--- Dataset excerpt ---
"""

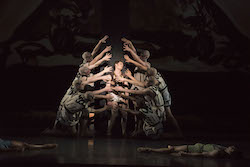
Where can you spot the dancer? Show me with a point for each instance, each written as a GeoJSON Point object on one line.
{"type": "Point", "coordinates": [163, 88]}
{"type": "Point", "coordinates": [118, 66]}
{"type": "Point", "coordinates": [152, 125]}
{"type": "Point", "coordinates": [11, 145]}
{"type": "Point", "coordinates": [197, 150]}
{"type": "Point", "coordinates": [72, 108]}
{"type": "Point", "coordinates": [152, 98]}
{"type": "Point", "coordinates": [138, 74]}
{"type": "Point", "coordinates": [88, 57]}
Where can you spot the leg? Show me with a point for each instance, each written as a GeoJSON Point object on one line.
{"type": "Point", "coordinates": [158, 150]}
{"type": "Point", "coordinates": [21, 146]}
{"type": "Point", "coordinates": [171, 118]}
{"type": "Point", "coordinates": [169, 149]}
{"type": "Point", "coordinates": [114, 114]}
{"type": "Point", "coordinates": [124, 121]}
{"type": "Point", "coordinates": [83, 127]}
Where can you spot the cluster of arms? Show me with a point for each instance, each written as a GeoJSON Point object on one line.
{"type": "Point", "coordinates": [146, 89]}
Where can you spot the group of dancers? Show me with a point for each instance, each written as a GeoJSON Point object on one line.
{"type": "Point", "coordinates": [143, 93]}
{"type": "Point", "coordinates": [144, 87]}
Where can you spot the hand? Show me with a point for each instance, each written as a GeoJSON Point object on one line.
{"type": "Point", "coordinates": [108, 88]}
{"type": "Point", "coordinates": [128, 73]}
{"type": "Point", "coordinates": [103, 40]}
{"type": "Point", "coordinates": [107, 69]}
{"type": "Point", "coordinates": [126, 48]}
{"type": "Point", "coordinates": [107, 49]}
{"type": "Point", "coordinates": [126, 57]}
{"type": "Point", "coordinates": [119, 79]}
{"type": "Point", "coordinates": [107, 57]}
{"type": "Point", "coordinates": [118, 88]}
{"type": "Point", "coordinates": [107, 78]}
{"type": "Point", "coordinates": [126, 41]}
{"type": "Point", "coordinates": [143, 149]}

"""
"""

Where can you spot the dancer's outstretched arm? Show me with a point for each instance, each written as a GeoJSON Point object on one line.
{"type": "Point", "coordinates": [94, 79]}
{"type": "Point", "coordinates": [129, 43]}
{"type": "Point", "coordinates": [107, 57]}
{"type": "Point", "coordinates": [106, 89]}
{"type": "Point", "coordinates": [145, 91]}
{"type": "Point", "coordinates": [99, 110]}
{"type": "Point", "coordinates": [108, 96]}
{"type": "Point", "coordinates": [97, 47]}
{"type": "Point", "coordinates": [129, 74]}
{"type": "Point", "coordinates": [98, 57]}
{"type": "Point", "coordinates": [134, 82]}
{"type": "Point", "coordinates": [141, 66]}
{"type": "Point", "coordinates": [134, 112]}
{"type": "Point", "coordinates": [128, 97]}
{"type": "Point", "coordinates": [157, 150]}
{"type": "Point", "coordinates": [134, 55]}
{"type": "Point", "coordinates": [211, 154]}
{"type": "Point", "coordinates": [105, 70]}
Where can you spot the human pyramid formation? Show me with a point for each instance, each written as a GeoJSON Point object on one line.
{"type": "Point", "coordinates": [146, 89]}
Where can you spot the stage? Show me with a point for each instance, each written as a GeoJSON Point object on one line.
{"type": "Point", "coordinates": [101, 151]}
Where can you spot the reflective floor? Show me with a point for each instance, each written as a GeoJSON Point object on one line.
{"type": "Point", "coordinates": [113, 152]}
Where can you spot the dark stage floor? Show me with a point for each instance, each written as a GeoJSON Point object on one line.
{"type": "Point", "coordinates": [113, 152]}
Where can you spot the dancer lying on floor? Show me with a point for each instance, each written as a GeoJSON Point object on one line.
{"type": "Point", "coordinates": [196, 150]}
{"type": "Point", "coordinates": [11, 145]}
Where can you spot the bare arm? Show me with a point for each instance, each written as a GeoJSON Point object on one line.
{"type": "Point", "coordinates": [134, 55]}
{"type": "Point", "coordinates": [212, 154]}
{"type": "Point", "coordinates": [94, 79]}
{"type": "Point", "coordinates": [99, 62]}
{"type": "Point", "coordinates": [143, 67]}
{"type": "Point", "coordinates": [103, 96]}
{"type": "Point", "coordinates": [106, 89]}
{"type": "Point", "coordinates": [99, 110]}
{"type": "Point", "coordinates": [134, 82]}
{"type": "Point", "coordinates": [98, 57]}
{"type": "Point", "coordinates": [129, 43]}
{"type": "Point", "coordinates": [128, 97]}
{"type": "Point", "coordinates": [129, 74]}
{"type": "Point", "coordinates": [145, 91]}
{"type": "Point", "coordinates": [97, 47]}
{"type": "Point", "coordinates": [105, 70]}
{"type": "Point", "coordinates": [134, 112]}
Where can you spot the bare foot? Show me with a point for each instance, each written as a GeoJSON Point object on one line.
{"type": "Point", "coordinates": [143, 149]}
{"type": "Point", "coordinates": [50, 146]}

"""

--- PROBLEM ---
Collect every line of the data above that contains the word "floor". Letter case matters.

--- RESULT OF THE TASK ---
Where can you spot the reflective floor? Show me with a point for each instance, each written as a GeoJSON Point object on one line.
Where can you spot the dark stage floor? Show me with a point for each instance, each written as a GeoJSON Point object on one line.
Where can you spot the dancer lying on floor? Show me with a point for each instance, each written as a GeoJSON Point object on one line.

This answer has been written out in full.